REQUIRED WORK → Print the material below word for word, from its start down to the line containing "178 119 194 137", with both ends included. Leave the pictures out of your answer.

DATA FOR PROCESSING →
· · · · · · ·

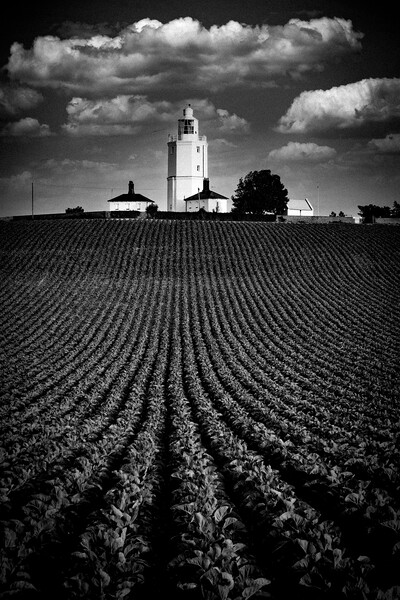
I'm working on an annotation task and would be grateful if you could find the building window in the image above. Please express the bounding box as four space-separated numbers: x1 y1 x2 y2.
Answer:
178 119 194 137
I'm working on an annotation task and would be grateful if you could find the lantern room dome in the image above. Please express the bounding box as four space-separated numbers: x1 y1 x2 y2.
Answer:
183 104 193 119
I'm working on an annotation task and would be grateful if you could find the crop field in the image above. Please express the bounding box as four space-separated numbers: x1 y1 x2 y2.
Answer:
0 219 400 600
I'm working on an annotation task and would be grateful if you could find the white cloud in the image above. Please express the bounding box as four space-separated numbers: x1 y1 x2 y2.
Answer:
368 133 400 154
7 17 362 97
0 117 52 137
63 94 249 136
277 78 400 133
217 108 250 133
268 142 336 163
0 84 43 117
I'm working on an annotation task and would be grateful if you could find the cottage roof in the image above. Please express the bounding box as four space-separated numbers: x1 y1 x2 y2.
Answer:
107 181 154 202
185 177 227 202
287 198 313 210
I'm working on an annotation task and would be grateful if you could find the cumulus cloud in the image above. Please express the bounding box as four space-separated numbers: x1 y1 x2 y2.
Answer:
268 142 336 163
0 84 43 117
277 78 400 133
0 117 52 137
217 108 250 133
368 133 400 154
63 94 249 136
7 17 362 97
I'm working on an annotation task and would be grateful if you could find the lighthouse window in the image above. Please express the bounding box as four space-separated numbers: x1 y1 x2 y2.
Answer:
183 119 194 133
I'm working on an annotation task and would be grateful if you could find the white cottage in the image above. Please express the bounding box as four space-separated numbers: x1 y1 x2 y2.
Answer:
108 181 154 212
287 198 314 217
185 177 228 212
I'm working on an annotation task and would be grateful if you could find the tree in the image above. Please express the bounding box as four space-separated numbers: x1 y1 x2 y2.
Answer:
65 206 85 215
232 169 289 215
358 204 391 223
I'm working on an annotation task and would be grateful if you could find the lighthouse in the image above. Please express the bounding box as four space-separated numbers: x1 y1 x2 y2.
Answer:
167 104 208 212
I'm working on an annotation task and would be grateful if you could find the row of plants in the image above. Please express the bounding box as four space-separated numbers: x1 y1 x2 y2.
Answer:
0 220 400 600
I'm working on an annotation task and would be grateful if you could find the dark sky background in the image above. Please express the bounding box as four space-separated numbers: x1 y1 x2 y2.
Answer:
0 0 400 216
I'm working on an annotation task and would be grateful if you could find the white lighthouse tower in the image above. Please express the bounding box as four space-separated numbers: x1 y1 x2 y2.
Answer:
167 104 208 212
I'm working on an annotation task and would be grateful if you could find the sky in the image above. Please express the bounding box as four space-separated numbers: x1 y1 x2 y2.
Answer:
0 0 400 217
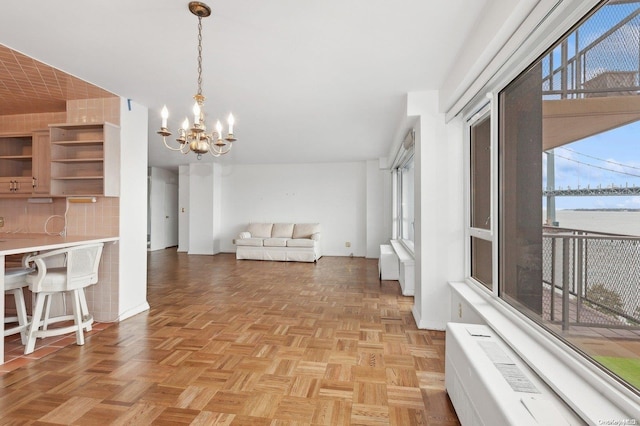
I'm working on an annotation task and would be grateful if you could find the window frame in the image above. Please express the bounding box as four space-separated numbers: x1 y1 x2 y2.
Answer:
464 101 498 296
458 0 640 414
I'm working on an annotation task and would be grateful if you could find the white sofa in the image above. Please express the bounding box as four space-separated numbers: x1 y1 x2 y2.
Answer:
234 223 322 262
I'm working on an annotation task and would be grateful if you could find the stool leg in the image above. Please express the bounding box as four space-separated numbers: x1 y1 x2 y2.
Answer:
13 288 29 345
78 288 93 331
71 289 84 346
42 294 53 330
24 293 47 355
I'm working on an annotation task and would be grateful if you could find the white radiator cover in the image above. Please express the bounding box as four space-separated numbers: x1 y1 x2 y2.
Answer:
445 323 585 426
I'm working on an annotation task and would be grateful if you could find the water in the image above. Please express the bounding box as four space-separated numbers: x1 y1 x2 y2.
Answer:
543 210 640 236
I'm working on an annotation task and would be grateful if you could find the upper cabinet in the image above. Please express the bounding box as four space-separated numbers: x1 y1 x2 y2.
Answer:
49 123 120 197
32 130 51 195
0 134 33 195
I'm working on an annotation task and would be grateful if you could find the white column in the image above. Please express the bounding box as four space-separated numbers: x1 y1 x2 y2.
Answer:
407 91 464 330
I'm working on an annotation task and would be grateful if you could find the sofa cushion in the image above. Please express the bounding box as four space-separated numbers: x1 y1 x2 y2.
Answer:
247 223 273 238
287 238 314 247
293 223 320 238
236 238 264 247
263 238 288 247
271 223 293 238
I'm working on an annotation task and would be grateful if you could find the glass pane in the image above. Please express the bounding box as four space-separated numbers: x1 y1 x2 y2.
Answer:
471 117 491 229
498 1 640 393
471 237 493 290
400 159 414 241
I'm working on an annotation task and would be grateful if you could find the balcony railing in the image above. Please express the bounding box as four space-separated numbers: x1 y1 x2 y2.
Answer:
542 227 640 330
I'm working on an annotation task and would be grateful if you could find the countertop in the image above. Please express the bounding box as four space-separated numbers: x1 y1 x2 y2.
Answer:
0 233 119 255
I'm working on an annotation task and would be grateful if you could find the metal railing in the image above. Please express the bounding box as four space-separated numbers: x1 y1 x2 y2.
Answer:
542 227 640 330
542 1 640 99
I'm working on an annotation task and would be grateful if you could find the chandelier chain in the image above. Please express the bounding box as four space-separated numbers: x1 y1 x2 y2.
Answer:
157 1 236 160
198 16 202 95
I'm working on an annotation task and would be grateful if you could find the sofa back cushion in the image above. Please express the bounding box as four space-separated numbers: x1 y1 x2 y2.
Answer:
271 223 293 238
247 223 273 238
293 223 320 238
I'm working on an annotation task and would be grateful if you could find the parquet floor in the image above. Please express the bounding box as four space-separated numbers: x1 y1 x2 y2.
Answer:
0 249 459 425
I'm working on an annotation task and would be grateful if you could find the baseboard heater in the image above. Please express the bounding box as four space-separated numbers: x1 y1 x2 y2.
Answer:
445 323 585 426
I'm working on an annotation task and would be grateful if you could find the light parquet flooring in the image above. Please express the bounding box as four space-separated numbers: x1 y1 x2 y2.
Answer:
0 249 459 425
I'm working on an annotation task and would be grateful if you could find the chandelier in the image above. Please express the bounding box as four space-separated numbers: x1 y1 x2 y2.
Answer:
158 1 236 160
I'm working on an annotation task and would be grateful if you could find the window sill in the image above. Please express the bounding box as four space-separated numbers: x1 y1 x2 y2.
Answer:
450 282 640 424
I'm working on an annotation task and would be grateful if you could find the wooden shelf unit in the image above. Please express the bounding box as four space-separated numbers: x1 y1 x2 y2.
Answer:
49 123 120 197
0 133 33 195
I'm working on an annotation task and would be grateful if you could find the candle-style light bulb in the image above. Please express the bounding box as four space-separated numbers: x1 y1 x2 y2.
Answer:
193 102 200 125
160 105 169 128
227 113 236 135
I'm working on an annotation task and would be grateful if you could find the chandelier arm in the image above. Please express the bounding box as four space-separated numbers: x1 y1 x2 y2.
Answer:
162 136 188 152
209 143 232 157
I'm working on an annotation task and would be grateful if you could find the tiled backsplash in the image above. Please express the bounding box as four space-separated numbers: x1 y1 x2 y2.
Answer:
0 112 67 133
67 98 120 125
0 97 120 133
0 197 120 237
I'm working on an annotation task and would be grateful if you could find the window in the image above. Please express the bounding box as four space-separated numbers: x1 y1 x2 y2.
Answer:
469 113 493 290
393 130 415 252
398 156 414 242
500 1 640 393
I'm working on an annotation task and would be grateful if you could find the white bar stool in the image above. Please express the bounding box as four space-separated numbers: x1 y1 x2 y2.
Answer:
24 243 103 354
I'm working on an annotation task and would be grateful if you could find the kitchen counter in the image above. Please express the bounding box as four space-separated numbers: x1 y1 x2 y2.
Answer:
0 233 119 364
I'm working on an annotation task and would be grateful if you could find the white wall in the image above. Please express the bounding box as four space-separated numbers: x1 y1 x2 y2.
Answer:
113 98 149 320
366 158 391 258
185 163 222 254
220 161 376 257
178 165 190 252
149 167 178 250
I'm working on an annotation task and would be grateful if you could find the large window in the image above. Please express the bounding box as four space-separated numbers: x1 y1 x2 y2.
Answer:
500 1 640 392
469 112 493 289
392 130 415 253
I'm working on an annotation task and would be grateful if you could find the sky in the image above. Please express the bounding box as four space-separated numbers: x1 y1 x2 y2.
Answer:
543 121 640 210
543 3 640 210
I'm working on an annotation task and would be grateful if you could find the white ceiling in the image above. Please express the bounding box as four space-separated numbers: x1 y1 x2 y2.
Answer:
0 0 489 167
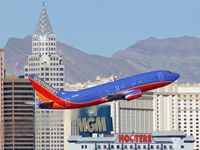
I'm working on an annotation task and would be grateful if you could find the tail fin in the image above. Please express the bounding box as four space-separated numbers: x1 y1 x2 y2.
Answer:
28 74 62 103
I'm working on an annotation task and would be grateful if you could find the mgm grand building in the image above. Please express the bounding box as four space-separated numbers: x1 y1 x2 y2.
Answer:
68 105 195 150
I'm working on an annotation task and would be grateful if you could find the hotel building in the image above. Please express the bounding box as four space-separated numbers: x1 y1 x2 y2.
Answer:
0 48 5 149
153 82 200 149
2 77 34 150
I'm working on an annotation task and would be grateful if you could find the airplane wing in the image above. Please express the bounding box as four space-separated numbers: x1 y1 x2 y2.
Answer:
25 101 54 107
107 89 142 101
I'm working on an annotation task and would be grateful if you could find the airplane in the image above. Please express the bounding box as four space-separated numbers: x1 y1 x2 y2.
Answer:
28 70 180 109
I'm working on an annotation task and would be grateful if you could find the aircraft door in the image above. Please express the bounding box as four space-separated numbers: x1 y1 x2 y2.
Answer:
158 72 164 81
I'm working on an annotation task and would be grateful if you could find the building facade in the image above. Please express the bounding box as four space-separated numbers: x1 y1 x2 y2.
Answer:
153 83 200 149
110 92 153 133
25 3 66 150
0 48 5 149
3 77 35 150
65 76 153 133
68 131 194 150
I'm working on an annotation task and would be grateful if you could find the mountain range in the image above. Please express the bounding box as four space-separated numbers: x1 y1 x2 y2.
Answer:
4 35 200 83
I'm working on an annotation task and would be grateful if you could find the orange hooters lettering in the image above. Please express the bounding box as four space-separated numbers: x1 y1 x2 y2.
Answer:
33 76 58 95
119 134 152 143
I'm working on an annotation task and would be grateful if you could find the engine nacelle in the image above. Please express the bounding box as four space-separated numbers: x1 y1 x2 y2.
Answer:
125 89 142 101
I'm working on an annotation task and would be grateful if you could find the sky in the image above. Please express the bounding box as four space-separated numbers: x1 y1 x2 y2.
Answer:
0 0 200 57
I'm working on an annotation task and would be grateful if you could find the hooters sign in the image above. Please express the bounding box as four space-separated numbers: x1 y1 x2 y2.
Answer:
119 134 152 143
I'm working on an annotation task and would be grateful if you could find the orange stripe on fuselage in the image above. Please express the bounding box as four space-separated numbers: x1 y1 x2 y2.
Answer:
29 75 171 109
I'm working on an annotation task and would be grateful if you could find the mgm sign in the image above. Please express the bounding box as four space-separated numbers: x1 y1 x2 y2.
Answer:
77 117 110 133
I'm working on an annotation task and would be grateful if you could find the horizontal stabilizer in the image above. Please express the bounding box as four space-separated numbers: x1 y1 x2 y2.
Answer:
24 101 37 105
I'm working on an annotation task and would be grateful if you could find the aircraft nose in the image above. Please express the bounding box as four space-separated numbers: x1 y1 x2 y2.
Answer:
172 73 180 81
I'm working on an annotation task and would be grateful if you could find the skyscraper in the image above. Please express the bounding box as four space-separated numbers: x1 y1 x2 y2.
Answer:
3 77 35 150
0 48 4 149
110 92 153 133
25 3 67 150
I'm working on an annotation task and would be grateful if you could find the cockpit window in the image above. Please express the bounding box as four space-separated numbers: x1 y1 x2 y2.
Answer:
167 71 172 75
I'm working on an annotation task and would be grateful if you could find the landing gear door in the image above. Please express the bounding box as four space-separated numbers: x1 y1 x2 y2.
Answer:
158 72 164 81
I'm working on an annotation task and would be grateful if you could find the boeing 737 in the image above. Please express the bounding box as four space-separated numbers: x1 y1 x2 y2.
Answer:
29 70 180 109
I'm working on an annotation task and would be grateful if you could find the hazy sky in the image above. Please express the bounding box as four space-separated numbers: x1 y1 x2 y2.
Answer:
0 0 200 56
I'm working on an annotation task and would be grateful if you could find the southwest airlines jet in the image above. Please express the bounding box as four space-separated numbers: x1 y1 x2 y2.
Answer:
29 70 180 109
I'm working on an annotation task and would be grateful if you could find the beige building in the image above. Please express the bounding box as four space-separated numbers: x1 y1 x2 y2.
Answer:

· · · · · · ·

TASK RESPONSE →
I'm working on an annotation task and would be grateful if you could find the building window in the image above. Please express the bounding box as four space-separated numbers: x1 y1 x2 y2.
Answer:
178 119 194 137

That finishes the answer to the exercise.